#### Directive a
List every year that the superconductivity text below mentions.

#### Text shown
========

Superconductors: The Long Failure and What AI Changed

Room-temperature superconductivity is the search that never ends. It started in 1911 when Heike Kamerlingh Onnes discovered that mercury loses all electrical resistance at 4 Kelvin — four degrees above absolute zero, far colder than anywhere on Earth’s surface. The century since has been a long argument about whether a material could superconduct at temperatures that don’t require liquid helium or liquid nitrogen to maintain.

For most of that century, progress was painfully slow. The discovery of cuprate superconductors in 1986 — materials containing copper oxide layers that superconduct at temperatures achievable with liquid nitrogen (77 Kelvin) — was a genuine breakthrough that won a Nobel Prize and launched a decade of intense research. Then progress stalled. Room temperature remained stubbornly unachieved. The field’s trajectory, to an outside observer, looked like a series of premature celebrations followed by retractions or qualifications.

2023 added the LK-99 episode to this tradition. A team at Korea University claimed a material that superconducted at room temperature and ambient pressure. The claim traveled at internet speed, with videos of a black pellet appearing to levitate over a magnet. Within weeks, replication attempts worldwide had failed to reproduce the superconducting properties, though some groups did find unusual magnetic behavior. The levitation was eventually attributed to a different mechanism. LK-99 is not a superconductor.

========

#### Directive b
Rewrite the records from the line containing "Q: Pick out each instance of the light" through the end of the records, swapping each "Target" for "Label" and leaving everything else the same.

========

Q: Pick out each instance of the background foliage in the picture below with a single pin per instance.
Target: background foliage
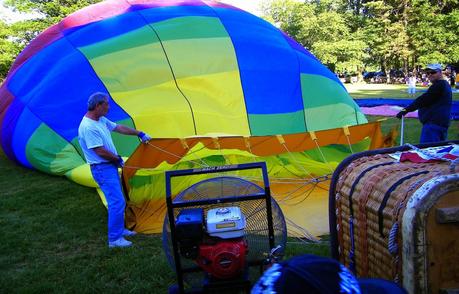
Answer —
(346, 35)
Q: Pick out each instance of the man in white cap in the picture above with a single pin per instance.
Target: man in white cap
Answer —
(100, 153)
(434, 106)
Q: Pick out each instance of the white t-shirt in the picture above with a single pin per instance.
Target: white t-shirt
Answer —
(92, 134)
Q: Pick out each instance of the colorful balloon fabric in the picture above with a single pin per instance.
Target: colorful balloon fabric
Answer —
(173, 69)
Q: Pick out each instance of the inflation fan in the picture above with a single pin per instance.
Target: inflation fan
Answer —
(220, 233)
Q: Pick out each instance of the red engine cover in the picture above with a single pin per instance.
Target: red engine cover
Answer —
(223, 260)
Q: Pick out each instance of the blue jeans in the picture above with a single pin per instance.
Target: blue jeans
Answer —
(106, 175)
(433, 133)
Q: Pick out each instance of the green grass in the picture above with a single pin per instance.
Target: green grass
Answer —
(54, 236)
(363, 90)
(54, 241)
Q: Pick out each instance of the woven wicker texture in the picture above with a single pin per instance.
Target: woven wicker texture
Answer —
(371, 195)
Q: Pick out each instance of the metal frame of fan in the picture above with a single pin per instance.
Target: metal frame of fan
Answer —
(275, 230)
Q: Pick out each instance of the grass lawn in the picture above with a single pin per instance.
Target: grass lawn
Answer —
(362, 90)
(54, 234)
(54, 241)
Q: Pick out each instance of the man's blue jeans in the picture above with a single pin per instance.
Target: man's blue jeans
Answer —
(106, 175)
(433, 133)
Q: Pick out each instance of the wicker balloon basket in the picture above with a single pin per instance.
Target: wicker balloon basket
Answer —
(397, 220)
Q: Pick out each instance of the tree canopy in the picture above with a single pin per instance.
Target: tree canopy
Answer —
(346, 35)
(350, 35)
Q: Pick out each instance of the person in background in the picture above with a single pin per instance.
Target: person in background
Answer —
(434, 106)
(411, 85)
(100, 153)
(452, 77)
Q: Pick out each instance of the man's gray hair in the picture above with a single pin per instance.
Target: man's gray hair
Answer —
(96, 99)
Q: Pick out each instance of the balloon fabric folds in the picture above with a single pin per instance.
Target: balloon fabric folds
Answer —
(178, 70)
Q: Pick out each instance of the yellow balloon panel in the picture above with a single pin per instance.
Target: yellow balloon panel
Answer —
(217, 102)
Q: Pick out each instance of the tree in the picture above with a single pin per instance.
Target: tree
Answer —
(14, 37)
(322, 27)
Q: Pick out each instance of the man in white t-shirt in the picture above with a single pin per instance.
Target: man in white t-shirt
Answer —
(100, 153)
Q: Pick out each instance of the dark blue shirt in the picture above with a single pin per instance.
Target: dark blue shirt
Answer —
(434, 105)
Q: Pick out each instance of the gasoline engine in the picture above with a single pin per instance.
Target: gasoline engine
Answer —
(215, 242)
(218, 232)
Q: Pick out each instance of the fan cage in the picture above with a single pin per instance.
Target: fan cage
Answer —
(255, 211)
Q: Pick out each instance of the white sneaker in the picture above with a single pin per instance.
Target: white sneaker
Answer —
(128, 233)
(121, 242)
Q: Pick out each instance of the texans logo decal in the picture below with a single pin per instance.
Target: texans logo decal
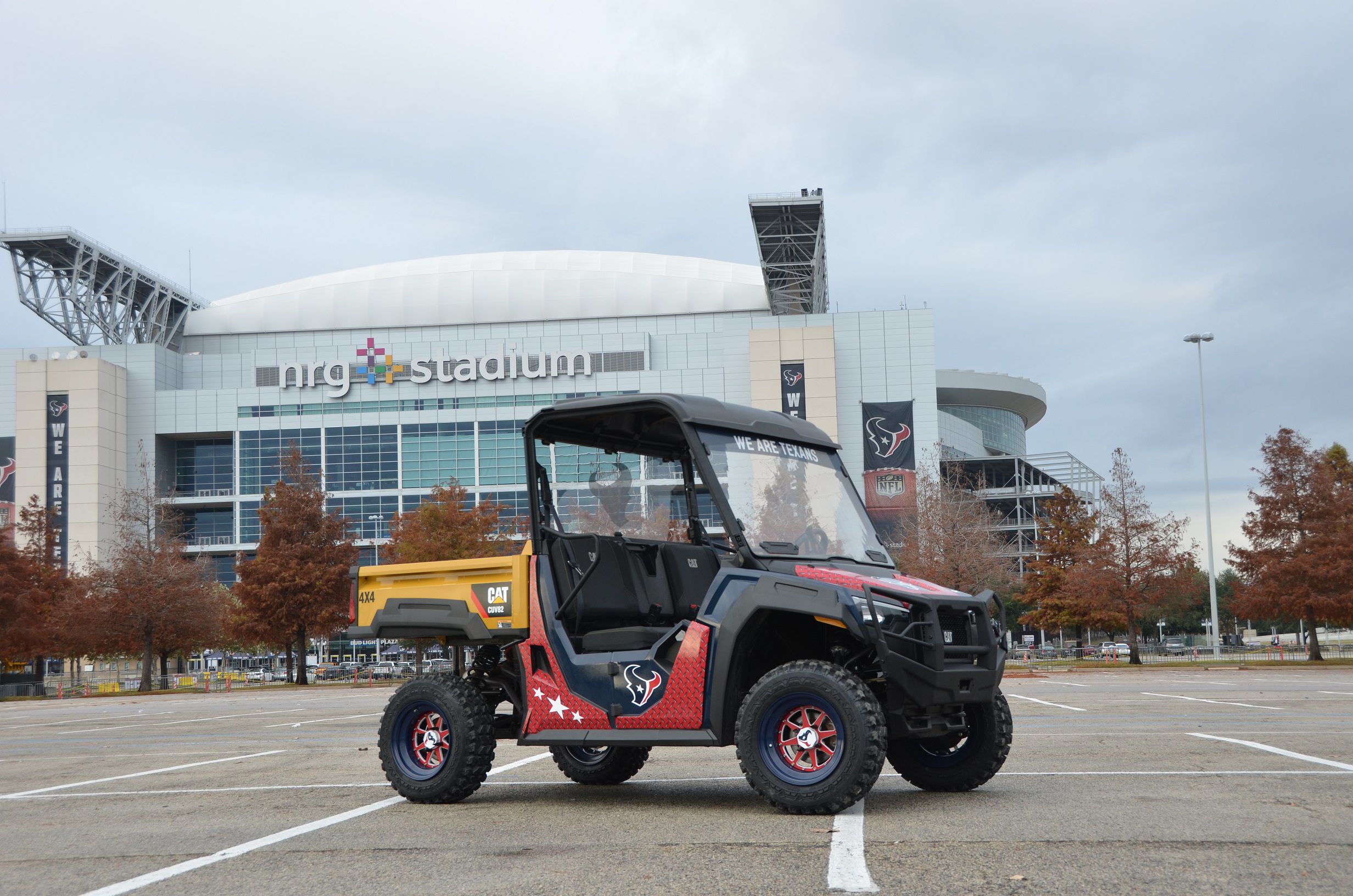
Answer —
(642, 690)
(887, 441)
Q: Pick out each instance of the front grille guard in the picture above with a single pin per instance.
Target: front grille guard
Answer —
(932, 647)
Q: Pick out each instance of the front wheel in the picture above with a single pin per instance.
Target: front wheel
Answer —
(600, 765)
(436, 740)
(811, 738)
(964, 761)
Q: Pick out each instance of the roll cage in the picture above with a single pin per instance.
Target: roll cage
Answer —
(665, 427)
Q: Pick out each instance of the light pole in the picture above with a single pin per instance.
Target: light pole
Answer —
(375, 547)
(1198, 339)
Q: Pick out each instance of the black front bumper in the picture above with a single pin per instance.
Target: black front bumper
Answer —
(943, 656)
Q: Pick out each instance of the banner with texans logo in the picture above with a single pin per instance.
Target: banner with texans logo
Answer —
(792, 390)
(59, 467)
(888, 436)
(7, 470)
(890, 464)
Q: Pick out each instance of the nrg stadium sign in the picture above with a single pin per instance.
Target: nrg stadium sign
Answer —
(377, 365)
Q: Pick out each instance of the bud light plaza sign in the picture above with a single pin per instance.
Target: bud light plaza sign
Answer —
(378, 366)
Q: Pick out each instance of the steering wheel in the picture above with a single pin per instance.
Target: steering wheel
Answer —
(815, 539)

========

#### Expected answer a
1911, 1986, 2023

#### Expected answer b
Q: Pick out each instance of the light pole in the picture above with a single pin per instance.
Label: light pole
Answer —
(375, 547)
(1198, 339)
Q: Pick out each instance of the black front bumper in the picture above with a single pin per instance.
Label: black front bumper
Answer —
(943, 656)
Q: Pick out each instance of the banner with texans logo in the picture above with a single pin per instance.
Label: banner with texans logo
Answer —
(792, 390)
(59, 467)
(888, 436)
(7, 470)
(890, 464)
Q: Pick out each instance of the nrg stadium sign in the picture above with a single pin per instance.
Label: nrg stadium sign
Answer —
(377, 365)
Q: Pick out each instance of the bud light plaza sign in the picture above with a single pin per instance.
Label: bud light plaza sign
Answer —
(378, 366)
Q: Pick out each instance of the steering wheel in the picture above with a single pin per instance.
Label: steering wheel
Answer —
(815, 539)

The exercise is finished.